Excerpts from a point labeling dataset:
■ ■ ■
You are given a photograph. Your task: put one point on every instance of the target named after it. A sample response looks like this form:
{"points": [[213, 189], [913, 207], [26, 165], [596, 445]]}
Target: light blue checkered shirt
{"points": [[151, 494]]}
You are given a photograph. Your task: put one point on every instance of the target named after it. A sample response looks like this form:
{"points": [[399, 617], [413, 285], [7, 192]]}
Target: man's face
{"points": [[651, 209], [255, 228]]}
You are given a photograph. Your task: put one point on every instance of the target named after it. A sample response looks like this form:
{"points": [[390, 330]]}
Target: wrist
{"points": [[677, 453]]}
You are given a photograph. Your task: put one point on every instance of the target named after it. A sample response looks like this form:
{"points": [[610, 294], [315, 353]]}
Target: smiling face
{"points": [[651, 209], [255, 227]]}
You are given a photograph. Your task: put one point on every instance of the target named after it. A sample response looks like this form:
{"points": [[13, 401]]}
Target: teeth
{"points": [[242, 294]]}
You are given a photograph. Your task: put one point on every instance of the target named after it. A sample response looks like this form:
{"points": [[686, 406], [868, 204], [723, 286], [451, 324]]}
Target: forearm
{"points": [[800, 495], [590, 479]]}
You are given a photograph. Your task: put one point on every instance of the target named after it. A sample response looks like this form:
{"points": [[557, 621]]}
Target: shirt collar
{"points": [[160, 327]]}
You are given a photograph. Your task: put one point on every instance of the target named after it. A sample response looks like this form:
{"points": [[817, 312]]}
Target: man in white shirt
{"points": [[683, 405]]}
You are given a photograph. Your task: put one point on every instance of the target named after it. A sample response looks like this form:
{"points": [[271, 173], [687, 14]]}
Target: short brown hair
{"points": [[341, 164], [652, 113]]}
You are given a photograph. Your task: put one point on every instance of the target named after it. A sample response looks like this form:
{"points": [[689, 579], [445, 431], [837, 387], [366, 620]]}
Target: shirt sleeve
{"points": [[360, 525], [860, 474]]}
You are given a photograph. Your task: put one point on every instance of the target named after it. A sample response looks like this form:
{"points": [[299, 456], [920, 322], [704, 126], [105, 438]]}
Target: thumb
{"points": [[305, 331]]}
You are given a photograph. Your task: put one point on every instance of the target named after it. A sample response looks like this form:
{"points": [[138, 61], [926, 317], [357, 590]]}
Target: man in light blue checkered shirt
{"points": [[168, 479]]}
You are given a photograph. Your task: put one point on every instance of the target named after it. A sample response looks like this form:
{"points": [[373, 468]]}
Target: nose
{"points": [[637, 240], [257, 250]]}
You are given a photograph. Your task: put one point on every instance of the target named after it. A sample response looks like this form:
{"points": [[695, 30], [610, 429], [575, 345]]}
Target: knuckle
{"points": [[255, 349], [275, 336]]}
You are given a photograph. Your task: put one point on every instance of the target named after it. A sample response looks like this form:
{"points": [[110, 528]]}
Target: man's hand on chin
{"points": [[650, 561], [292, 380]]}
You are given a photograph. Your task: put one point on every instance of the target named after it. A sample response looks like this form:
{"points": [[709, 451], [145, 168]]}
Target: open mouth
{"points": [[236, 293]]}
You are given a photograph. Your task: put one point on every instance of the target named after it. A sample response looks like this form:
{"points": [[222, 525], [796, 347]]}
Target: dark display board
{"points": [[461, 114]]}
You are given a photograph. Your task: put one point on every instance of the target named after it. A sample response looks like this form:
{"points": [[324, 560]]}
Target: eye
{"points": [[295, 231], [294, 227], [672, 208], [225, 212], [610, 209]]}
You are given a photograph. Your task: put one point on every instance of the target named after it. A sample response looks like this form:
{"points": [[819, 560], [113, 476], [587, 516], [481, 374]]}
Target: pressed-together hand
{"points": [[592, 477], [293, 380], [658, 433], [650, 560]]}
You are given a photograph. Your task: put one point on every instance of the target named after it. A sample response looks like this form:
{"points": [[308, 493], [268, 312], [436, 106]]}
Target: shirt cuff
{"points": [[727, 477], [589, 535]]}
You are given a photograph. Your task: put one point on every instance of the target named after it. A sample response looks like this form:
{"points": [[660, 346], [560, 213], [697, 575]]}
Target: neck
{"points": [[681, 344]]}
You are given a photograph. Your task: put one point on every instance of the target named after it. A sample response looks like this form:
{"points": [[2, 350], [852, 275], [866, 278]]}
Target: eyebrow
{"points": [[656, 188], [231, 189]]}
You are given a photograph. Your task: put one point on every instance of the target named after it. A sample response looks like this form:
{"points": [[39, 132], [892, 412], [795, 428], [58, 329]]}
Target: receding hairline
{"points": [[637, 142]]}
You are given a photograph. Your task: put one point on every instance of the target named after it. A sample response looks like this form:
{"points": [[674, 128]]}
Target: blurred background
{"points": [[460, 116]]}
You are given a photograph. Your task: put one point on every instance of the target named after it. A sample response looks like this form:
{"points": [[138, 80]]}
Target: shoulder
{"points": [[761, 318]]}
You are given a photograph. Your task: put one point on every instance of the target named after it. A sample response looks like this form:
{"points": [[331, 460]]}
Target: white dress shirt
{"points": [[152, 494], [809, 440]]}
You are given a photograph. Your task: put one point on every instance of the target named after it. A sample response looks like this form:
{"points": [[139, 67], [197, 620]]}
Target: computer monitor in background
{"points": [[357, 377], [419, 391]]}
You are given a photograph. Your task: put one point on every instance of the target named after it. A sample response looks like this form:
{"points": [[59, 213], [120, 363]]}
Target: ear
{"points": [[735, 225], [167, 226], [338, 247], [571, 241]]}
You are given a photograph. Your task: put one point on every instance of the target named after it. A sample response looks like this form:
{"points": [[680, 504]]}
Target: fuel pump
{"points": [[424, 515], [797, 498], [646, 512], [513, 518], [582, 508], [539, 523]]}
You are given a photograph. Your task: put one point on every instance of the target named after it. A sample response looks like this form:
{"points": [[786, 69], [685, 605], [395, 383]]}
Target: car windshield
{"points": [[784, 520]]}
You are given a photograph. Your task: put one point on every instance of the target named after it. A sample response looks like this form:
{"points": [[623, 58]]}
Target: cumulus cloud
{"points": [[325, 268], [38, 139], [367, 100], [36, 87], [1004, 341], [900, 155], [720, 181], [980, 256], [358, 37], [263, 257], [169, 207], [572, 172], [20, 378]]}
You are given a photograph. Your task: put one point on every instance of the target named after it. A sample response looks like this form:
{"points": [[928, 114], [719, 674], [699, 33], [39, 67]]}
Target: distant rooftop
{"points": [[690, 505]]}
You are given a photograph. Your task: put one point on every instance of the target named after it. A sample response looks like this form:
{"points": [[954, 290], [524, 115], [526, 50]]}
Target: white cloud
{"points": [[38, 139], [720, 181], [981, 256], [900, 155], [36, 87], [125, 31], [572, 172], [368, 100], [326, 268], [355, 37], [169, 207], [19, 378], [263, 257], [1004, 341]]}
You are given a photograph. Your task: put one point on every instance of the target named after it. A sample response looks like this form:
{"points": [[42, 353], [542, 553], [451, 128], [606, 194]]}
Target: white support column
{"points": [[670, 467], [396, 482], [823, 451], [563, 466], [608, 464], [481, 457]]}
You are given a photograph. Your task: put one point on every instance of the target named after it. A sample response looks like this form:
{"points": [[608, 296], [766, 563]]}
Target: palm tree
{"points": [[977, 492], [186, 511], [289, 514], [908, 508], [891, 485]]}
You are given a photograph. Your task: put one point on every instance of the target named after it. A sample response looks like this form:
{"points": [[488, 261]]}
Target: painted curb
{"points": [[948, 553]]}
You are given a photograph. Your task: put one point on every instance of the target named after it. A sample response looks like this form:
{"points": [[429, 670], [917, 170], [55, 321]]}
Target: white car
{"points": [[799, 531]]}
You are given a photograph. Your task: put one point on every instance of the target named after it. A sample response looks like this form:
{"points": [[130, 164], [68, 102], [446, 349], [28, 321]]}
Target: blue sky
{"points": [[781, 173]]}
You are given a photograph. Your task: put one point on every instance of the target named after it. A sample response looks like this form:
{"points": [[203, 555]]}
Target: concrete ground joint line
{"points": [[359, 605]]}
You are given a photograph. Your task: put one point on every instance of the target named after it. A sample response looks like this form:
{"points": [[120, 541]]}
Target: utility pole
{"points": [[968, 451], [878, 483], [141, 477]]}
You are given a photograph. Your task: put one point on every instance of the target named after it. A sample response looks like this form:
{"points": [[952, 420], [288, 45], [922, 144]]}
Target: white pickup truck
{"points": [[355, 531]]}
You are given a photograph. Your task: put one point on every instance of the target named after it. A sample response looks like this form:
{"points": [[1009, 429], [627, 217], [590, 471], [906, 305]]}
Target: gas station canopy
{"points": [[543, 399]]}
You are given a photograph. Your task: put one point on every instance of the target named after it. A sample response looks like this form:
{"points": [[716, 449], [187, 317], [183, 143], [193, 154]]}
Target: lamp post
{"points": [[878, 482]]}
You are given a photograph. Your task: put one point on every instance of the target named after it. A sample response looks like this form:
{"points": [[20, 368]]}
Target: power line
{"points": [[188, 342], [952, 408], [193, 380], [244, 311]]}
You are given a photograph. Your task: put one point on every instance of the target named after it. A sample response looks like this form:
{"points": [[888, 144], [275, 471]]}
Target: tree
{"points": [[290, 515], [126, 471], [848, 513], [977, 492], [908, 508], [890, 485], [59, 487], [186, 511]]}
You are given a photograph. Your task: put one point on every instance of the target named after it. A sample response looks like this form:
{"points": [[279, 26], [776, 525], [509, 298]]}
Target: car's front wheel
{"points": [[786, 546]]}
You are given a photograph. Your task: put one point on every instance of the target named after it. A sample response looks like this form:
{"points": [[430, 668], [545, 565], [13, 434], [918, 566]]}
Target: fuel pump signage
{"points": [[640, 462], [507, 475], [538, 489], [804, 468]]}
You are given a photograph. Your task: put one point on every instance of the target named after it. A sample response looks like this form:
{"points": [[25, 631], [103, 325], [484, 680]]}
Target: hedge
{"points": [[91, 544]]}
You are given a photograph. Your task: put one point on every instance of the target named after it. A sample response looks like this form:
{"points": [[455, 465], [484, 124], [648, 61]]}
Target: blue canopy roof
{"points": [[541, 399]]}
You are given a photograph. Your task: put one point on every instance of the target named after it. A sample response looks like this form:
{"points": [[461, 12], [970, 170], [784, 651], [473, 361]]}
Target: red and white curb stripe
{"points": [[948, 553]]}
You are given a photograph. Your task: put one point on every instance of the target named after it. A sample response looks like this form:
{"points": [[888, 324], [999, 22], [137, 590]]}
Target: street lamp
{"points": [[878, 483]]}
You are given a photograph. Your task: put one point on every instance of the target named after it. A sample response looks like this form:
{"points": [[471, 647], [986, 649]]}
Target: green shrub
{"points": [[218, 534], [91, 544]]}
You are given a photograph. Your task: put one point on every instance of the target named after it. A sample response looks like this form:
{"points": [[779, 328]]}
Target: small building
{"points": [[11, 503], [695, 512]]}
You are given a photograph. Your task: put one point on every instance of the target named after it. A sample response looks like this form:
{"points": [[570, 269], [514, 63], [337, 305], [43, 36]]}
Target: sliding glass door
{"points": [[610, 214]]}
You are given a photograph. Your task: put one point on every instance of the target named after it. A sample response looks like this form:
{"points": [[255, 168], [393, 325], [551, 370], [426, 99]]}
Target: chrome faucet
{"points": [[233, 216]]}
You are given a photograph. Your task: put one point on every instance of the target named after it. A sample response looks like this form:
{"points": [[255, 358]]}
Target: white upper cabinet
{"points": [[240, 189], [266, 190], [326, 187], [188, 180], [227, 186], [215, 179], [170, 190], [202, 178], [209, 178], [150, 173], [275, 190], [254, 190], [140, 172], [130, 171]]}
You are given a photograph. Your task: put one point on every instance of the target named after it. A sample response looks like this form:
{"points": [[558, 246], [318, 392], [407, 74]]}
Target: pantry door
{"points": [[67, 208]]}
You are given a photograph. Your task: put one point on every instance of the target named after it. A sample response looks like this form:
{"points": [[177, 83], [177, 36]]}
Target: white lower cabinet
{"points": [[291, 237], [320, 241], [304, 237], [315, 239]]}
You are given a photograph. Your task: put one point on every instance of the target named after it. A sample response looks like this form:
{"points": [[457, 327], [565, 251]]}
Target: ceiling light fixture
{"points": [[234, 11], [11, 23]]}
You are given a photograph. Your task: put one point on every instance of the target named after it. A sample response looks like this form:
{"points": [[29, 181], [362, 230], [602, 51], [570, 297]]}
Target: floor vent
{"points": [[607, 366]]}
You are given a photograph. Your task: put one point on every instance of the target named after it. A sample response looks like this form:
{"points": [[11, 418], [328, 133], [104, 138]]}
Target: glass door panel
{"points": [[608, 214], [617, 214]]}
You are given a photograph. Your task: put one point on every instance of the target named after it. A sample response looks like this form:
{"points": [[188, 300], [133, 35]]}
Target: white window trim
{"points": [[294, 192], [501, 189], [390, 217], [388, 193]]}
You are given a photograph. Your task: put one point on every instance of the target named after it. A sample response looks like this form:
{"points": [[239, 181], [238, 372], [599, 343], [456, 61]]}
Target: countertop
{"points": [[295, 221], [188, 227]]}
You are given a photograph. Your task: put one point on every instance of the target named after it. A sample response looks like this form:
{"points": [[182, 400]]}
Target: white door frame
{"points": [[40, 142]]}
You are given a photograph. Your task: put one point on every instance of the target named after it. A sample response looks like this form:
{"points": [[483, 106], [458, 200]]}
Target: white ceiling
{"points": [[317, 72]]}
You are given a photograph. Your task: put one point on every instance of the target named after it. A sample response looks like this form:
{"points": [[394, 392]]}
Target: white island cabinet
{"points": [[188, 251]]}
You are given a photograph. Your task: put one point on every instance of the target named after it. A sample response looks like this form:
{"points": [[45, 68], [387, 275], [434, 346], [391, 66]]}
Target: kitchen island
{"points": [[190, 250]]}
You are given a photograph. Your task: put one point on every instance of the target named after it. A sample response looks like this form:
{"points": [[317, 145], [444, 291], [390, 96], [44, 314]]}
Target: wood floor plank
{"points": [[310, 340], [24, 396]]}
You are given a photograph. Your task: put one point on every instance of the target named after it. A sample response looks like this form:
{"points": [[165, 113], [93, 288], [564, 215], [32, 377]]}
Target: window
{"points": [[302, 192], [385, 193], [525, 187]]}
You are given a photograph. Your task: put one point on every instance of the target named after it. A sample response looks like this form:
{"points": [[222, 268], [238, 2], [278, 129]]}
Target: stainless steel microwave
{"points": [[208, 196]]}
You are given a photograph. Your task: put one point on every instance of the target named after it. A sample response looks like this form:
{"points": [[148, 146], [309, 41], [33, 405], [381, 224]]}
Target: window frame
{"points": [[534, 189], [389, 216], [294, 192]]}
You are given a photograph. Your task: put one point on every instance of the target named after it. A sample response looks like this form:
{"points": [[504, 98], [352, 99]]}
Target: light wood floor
■ ■ ■
* TASK TO CARRY OUT *
Report every line of the items that contains the word "pump", matching case exactly.

* SOLVED PROBLEM *
Target: fuel pump
Target: fuel pump signage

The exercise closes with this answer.